— Consegna —
Indica quante righe del materiale contengono la stringa "background", distinguendo tra maiuscole e minuscole, e scrivi soltanto il numero.

_ _ _

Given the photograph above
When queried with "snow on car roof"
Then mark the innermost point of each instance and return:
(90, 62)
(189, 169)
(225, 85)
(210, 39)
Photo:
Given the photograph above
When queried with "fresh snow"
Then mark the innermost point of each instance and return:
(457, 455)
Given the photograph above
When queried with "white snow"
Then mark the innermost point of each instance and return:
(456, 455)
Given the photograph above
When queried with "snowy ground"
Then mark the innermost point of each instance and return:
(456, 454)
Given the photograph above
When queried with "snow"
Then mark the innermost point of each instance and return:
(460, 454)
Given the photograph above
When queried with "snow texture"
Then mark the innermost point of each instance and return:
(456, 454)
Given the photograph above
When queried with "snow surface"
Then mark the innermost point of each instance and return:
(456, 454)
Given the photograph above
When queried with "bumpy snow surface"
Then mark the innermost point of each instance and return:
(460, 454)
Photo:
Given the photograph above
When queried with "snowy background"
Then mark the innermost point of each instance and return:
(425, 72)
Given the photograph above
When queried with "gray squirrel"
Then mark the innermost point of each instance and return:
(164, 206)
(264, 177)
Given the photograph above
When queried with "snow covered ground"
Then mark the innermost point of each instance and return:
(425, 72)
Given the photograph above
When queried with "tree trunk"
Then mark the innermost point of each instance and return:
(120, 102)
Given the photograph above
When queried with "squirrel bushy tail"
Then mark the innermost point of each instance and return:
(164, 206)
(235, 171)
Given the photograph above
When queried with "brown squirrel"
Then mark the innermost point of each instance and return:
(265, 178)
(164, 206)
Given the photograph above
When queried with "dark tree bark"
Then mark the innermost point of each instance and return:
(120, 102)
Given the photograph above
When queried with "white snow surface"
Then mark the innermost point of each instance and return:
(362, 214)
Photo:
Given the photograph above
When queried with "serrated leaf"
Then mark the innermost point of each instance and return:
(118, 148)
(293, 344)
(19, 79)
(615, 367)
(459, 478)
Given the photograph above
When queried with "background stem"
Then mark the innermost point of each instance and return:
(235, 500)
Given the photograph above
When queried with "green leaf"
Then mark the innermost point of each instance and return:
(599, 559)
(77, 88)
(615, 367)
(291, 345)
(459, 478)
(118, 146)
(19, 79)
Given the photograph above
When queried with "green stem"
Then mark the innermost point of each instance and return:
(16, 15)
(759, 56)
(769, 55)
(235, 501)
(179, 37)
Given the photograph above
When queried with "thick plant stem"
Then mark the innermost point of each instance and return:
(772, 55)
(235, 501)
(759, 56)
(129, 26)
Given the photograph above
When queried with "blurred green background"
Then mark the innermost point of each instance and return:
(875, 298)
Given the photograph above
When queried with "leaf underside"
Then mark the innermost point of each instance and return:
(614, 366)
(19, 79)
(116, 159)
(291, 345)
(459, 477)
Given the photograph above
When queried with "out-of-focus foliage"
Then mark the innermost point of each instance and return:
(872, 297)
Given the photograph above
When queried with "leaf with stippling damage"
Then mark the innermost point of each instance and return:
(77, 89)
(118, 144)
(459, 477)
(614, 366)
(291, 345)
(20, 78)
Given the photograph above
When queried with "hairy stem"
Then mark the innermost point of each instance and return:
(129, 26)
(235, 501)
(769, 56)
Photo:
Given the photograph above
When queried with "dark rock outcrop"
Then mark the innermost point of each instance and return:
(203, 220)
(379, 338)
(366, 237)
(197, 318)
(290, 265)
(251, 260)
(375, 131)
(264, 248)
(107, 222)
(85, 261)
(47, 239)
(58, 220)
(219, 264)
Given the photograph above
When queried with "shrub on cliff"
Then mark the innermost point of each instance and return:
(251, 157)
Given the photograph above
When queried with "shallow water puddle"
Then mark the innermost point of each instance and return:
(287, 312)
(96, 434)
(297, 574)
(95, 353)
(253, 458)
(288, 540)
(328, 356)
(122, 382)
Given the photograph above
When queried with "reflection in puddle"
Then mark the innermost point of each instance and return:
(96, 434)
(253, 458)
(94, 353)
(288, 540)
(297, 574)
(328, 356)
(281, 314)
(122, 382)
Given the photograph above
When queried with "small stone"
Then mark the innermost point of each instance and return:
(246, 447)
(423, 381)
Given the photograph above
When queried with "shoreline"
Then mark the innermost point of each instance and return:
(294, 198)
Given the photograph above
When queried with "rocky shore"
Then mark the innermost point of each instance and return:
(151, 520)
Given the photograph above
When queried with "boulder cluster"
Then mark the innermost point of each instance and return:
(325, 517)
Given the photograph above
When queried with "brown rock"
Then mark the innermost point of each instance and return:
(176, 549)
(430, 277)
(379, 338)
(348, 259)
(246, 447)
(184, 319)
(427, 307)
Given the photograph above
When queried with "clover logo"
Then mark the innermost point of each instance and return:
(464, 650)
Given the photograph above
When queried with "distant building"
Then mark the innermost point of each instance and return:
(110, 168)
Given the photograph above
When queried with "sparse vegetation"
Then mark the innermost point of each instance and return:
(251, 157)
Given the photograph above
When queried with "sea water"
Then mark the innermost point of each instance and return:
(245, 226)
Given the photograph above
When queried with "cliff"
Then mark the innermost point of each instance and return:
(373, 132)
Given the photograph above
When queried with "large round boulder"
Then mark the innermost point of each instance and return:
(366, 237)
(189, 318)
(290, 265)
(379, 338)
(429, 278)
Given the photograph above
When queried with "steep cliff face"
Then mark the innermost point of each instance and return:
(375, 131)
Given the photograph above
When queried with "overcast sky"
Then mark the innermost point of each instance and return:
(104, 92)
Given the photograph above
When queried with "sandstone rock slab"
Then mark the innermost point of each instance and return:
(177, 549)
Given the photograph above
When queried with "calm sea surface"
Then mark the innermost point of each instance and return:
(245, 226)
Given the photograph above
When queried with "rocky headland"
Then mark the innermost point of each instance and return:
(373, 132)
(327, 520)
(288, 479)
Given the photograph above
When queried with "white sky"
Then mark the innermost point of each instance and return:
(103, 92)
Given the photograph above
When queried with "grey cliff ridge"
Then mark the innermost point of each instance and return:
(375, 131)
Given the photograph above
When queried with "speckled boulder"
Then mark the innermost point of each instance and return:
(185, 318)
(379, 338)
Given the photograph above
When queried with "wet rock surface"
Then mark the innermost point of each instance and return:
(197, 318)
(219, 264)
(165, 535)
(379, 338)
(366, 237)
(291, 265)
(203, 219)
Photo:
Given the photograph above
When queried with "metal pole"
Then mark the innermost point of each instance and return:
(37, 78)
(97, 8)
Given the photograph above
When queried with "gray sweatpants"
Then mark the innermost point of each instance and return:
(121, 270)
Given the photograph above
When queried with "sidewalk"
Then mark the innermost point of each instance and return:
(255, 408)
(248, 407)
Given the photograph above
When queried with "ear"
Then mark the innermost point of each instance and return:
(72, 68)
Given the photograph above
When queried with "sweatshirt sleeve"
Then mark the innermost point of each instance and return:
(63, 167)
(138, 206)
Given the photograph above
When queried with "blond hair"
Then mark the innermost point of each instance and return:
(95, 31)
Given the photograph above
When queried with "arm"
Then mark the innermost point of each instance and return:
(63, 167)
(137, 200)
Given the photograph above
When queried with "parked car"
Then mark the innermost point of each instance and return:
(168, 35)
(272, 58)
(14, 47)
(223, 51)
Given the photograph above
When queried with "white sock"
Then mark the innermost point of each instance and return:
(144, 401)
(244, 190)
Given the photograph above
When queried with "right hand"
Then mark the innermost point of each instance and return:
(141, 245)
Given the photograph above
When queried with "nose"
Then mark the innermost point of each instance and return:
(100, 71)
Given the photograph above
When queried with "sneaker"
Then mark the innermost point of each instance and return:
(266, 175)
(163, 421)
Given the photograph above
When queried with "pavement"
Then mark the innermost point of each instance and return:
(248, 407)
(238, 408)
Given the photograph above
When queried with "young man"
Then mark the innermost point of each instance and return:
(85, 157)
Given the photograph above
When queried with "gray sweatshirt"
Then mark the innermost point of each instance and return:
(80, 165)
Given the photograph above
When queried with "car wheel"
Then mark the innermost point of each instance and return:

_ _ _

— Soluzione —
3